■ **To do**
Repeat nothing but the line containing "Would you be able to point out the light switch" and the lines that follow it, up to and including the last line of the data below.

*** Opening Records provided ***

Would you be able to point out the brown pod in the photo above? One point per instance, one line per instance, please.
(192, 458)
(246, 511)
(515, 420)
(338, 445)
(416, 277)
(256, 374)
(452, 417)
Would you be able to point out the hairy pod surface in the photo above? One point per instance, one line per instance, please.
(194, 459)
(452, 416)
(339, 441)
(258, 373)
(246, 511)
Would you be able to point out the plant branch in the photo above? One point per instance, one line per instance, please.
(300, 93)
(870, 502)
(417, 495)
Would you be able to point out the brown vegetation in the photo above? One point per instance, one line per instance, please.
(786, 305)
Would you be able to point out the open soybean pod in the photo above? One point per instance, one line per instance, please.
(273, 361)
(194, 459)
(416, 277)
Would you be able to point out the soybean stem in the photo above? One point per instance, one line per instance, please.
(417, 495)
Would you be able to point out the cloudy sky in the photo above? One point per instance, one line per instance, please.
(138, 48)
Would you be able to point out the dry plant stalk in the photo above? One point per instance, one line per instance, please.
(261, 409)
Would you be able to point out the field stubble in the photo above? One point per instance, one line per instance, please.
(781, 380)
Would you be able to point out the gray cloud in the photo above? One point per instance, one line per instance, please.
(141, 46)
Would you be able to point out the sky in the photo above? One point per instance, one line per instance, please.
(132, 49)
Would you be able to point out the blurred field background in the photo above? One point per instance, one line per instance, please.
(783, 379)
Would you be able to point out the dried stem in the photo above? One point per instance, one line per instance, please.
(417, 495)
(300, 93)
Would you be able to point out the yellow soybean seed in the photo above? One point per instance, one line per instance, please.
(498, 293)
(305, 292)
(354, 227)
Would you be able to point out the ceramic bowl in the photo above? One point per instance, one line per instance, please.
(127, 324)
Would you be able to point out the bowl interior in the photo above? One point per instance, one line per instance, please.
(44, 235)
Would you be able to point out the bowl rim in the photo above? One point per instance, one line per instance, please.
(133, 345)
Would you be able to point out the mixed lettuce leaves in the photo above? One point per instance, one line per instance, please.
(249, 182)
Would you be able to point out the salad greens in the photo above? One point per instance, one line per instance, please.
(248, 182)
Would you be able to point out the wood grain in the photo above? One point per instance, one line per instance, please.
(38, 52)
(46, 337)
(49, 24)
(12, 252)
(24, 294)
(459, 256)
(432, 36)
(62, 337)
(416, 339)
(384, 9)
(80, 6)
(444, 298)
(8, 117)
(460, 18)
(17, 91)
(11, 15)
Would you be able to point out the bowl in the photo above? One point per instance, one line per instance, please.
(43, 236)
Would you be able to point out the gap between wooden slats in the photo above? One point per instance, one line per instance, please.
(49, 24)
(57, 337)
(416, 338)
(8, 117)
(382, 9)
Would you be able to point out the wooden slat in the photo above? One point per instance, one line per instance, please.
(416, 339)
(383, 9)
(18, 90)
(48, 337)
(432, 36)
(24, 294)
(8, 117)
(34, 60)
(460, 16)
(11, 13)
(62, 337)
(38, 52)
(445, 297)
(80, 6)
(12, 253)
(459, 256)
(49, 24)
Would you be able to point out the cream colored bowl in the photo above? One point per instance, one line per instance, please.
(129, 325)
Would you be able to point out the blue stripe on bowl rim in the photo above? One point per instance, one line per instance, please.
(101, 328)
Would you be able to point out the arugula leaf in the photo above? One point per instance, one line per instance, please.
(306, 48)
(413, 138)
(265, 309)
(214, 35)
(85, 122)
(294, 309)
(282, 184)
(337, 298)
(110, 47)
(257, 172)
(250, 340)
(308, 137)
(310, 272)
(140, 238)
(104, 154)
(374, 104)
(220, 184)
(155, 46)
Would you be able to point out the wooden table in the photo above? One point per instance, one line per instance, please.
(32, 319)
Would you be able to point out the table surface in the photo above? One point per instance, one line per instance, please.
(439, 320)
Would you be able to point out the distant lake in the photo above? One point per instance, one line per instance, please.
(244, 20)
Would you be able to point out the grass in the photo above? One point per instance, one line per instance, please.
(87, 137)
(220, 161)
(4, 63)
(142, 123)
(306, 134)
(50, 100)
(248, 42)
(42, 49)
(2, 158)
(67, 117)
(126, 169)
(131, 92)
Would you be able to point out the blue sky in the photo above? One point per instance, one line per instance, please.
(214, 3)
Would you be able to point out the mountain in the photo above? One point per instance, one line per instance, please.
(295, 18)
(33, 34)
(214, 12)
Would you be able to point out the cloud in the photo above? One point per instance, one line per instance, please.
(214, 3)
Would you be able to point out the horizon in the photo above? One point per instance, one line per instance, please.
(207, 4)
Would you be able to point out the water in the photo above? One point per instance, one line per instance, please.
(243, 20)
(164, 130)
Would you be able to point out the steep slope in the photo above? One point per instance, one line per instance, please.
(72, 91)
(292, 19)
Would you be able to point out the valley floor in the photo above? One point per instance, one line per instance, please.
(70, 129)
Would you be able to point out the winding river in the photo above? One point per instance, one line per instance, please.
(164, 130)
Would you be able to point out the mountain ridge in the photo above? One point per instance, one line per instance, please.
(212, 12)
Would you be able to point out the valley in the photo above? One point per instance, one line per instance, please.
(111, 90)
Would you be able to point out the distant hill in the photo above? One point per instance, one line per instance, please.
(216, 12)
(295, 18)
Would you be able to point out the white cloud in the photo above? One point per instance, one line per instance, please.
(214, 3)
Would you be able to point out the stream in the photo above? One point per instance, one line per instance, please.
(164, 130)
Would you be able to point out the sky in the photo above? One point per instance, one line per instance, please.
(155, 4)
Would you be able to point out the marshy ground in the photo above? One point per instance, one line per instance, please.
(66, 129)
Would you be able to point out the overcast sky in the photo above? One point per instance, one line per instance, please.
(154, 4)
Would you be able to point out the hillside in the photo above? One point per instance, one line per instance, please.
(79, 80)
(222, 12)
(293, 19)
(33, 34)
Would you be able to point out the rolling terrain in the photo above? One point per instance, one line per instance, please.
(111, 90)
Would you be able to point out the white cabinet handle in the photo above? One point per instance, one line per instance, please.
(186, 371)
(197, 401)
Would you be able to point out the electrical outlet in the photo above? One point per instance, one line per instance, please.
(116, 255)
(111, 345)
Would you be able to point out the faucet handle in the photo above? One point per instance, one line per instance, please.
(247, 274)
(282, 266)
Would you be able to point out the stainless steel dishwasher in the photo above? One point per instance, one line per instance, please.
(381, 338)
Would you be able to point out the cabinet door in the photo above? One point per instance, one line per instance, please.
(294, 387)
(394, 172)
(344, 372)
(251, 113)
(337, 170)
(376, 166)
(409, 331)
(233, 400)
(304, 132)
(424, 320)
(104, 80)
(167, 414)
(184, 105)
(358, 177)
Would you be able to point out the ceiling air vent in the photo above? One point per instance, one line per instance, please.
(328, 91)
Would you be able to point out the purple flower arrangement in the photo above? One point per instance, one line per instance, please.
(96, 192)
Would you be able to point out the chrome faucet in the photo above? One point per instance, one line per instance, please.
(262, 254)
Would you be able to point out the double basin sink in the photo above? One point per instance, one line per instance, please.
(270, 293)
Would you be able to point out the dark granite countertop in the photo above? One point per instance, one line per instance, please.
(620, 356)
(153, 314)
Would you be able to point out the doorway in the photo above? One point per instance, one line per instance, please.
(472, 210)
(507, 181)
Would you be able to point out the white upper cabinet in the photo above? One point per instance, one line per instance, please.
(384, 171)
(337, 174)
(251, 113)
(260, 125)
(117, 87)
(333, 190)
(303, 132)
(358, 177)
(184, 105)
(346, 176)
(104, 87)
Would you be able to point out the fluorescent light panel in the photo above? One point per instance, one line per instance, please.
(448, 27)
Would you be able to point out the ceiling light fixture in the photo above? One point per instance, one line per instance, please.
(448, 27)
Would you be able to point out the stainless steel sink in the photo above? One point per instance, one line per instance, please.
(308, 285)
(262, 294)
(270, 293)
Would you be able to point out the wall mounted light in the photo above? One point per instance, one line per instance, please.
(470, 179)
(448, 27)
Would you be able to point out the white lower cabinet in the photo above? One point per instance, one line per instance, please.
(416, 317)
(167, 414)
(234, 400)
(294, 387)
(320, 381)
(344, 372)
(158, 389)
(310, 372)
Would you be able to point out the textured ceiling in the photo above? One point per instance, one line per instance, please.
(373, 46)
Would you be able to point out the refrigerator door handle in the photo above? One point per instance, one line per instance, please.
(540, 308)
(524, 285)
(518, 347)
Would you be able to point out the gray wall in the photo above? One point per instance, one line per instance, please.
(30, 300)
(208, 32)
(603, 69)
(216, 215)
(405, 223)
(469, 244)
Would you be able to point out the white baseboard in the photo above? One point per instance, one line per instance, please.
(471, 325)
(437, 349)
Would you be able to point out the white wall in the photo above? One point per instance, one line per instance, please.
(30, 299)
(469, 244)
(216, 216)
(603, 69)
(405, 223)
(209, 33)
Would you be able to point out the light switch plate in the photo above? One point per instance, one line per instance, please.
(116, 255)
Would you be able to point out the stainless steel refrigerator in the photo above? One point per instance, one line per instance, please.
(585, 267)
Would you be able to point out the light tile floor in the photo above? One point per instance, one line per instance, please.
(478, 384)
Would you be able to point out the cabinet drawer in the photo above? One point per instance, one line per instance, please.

*** Closing Records provided ***

■ **Finished exercise**
Would you be able to point out the light switch plate in the photo above? One point per instance, one line per instance, please.
(116, 255)
Would you be able to point out the stainless steel refrigerator in the photo above? One point per instance, one line per instance, please.
(585, 267)
Would you be able to point out the light tile floor in the photo above? One point per instance, one line per instance, please.
(478, 384)
Would you be able to point out the cabinet drawer in the photo above? One point per instance, one line per instance, please.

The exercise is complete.